------ Exercise text

P12: I’m not suffering. But I still have a loving partner and, um, sometimes you say: ‘Better a horrifying end.

I: …than horror without an end’”.

This well known German proverb “Better a horrifying end, than horror without an end”, which the patient starts and the interviewer completes as suggested, embraces the meaning of this WTD as a wish to shorten the dying process in order not to have to wait for death to arrive.

Functions

Some patients had a WTD or made WTD statements in order to obtain, consciously or unconsciously, an intended effect on themselves or others. Not all WTD statements had a function, but in nearly all of the cases where a WTD had a function, it had first of all a meaning. Only in one case did the WTD statement have a function but no meaning. This was identified as being due to the fact that the patient did not actually have a WTD, but was simply pretending to have one in front of his wife in order to scare and manipulate her (see below); in front of everyone else, he clearly affirmed his wish to live and undertook all steps to stabilize his health as best as possible.

We identified four different functions:
  1. 1.

    Appeal

     
For some patient narratives, the WTD statement triggered interpersonal interaction or dialogue, or even functioned as a cry for help. In our data, this was the case for patients who were frightened of dying (P19) or who experienced shame or fear of being a burden to others (P2, P22). P22 was a retired army officer without relatives. He requested assistance to die from his general practitioner before coming to the hospice. Under hospice care, his acute WTD changed into a hypothetical one. However, each morning during the rounds he affirmed his belief that he was nothing more than a burden to society, whereupon he was reassured by his physician that he deserved the care after such a long time serving society. His WTD statements served as prompts in order to obtain moral reassurance, which he desperately needed (see also case description Martha, below).
  1. 2.

    Vehicle to speak about dying

     
Some patients used WTD statements to communicate to others their experiences as they neared death (P2, P4). P19, who clearly had a wish to live, occasionally expressed WTD statements. She said that she could only talk about her death in the third person, as if it were about someone else. In addition to a cry for help in coping with her unbearable physical pain and fatigue, her WTD statements appeared to be a vehicle to enable her to speak about dying.

P 21: “So I was glad that I could talk to him [husband] about it [WTD]. Actually I was the only one, I was able to communicate that and [pause] just be able to let go of the thought, rather than letting it eat into you. Whether you then do it or not is actually secondary. It’s bad for people if they can’t say to anyone: you know, I have thoughts like this sometimes. So I really am glad that I was able to discuss it with him [husband], it did me good as well”.

  1. 3.

    Re-establishing agency

     

Some patients explained that their WTD functioned as a means to win back some space for agency at a time when their personal agency seemed to be under threat. This was the case, for example, among patients who experienced a WTD in acute situations of distress; e.g., P24 reported having had spontaneous ideas of suicide when confronted with the diagnosis of recurrent cancer while she was without an apartment and lacked sickness and disability benefits. She affirmed, however, that in each instance when she had such thoughts, she knew that she “wouldn’t have done it”. We interpreted her WTD statement as having a catalytic function, a way in which to vent her fear and anger and to regain agency.

------------

> _Action item 1_
Which function headings appear in the excerpt on wish-to-die statements? List them in order.
> _Action item 2_
Can you continue the excerpt on wish-to-die statements from where it stops?

------ Data

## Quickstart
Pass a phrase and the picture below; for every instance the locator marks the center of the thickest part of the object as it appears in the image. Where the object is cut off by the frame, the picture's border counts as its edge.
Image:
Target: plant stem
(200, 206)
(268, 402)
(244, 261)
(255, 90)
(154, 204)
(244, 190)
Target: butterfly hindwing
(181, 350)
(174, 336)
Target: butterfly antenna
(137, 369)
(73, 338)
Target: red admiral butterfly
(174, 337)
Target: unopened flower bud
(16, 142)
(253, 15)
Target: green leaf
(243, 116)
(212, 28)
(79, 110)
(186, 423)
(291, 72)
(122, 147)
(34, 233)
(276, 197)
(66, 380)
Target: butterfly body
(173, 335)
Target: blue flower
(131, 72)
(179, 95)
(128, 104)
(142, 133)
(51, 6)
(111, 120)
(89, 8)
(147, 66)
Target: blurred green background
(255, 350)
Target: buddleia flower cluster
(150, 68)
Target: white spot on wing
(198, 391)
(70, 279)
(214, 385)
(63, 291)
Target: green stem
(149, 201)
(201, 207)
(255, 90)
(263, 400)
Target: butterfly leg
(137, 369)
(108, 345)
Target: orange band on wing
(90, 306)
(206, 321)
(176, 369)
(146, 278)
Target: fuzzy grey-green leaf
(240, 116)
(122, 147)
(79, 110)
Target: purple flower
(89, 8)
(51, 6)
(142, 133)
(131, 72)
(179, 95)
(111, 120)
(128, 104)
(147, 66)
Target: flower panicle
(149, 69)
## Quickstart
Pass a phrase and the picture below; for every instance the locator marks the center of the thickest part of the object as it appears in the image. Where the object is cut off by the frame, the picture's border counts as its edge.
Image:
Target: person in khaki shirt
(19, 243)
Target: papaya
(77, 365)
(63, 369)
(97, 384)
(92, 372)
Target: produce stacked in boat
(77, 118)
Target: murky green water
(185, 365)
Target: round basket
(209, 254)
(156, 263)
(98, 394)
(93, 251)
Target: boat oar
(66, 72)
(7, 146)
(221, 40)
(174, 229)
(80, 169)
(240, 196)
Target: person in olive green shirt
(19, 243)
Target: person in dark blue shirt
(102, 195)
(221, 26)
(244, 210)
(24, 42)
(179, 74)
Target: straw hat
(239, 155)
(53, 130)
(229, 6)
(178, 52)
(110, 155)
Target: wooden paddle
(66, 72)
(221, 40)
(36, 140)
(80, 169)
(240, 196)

------------

> _Task answer 1_
Appeal; Vehicle to speak about dying; Re-establishing agency

> _Task answer 2_
In the narratives of other patients, the WTD functioned more as a means of reassurance of personal agency (see case description below). This was the case, for example, among patients who expressed a hypothetical WTD.

P13: “…and then this sleepiness and so on, and then at some point at the back of your mind you say: well, how long am I supposed to put up with this? And then it occurs to you: well, you don’t have to, you can get out of it any time. But it’s more of a reassurance […] It’s a reserve”.

  1. 4.

    Manipulation

     
In some patient narratives, WTD statements seemed to have a manipulative function. Sometimes, WTD statements seemed to be expressed in order to get additional attention from healthcare providers (P2, P19). Other patients said that they expressed WTD statements in a provocative way just to test the reaction of others. As P11 described:

P11: “I’ve also said these tongue-in-cheek things: so, now I’m starting to collect pills. Yes. And then the people concerned, the ones you say that to, they’re shocked, and yet it was said tongue-in-cheek.

I: To test their reaction.

P: Yes, perhaps sometimes a bit of deliberate provocation”.

One patient (P25) with an explicit wish to live frightened his wife repeatedly with his shocking WTD statements. His wife said that his knowledge of her relief that he was not going to commit suicide provided him with a motivation to continue living.

Interrelations between reasons, meanings and functions of a WTD

Within their larger narratives on the meanings of the WTD, patients sometimes also incorporated the reasons. Nevertheless, reasons and meanings belong to different categories: while the ‘reasons’ refer to what patients experience as causing them to have a WTD, ‘meanings’ refer to how a WTD makes sense for the patient. Some patients, for example, stated that they felt they were a burden (=meaning) because they had concrete financial problems, which made them dependent (=reason). Others suffered from the loss of activity or having an active role in society (=reason) and felt a moral obligation to die soon, as they believed that they had lost the right to exist (=meaning). In other cases, reasons and meanings for a WTD were unconnected. Indeed, two patients did not perceive any reasons for their WTD, but could nevertheless explain it (P11, P12). This does not exclude the fact that these patients might have had reasons that they did not reveal or that palliative care for these patients could not be improved. Rather, it highlights the importance of investigating not just the reasons as reported by patients or the objective triggering factors as observed by medical science, but also of exploring the larger contextual moral understandings connected with the WTD.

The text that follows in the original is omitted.